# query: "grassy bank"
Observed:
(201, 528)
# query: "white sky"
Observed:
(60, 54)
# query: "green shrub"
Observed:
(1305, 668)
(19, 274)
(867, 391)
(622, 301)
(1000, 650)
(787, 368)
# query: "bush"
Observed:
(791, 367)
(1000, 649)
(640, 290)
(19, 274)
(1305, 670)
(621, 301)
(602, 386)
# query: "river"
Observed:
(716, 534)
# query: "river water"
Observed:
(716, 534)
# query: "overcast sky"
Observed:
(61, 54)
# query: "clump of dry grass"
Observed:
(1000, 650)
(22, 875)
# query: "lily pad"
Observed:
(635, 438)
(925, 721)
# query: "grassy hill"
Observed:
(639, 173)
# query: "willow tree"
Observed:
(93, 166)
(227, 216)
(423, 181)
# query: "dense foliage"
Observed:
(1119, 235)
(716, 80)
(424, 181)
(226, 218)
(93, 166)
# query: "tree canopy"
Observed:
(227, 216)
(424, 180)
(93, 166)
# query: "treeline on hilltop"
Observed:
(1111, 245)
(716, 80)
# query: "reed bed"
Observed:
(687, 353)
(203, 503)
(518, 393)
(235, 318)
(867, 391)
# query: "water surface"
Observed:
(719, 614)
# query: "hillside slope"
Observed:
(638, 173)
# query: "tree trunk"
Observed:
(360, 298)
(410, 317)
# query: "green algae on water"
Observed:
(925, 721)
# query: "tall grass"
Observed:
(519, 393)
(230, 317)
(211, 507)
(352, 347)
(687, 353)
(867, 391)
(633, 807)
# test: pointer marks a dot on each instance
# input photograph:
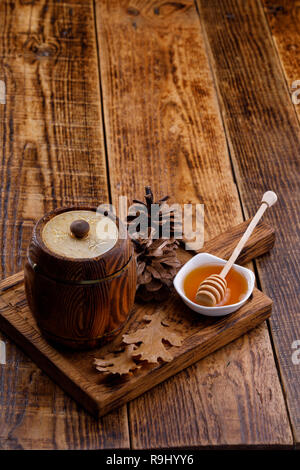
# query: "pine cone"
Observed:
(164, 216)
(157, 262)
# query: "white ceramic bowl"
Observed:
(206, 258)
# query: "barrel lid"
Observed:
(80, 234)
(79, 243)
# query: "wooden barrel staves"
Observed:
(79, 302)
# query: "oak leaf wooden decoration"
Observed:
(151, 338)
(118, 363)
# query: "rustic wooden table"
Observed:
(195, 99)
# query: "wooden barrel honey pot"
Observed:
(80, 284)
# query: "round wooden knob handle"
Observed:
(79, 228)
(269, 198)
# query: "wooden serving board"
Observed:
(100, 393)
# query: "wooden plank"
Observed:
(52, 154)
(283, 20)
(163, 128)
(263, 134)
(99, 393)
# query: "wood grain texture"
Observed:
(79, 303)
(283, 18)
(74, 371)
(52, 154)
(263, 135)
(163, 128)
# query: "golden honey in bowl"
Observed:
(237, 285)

» **What the exercise asks**: Copy each line exactly, and leave the pictures out of your copy.

» **Response to this task**:
# query: "grassy bank"
Observed:
(201, 528)
# query: "white sky"
Observed:
(60, 54)
# query: "green shrub"
Observed:
(1305, 668)
(19, 274)
(867, 391)
(622, 301)
(1000, 650)
(787, 368)
# query: "bush"
Observed:
(791, 367)
(1000, 649)
(640, 290)
(19, 274)
(1305, 670)
(621, 301)
(602, 386)
# query: "river"
Observed:
(716, 534)
# query: "river water"
Observed:
(716, 534)
# query: "overcast sky"
Observed:
(61, 54)
# query: "clump of dry grass"
Observed:
(1000, 650)
(22, 875)
# query: "lily pad"
Observed:
(635, 438)
(925, 721)
# query: "grassy hill"
Observed:
(639, 173)
# query: "willow tree"
Observed:
(93, 166)
(227, 216)
(423, 181)
# query: "dense foliage"
Observed:
(1119, 235)
(716, 80)
(424, 181)
(226, 218)
(93, 166)
# query: "tree canopy"
Observed:
(227, 216)
(424, 180)
(93, 166)
# query: "treeline on hilltop"
Observed:
(1111, 245)
(716, 80)
# query: "reed bed"
Observed:
(687, 353)
(203, 503)
(518, 393)
(235, 318)
(867, 391)
# query: "water surface"
Observed:
(719, 614)
# query: "hillside slope"
Observed:
(638, 173)
# query: "tree trunk"
Observed:
(360, 298)
(410, 317)
# query: "green algae on water"
Observed:
(925, 721)
# query: "tall grass"
Observed:
(519, 393)
(230, 317)
(211, 507)
(352, 347)
(687, 353)
(867, 391)
(633, 807)
# test: pointer marks a dot on each instance
# input photograph:
# query: "pine cone"
Observed:
(164, 216)
(157, 262)
# query: "white ceramic bowl"
Observed:
(206, 258)
# query: "barrel lid"
Observed:
(80, 234)
(79, 243)
# query: "wooden barrel staves"
Observed:
(79, 302)
# query: "oak leaf wooden decoration"
Observed:
(151, 338)
(118, 363)
# query: "rustic wooden table"
Observed:
(195, 99)
# query: "wooden barrel honey pot"
Observed:
(80, 284)
# query: "round wooden knob handle"
Observed:
(79, 228)
(269, 198)
# query: "wooden serving board"
Observed:
(100, 393)
# query: "wooden plank"
Observed:
(52, 154)
(283, 20)
(163, 128)
(263, 134)
(99, 393)
# query: "wood grain texture"
Observed:
(79, 303)
(283, 18)
(74, 371)
(52, 154)
(263, 135)
(163, 128)
# query: "golden honey in bowl"
Observed:
(237, 285)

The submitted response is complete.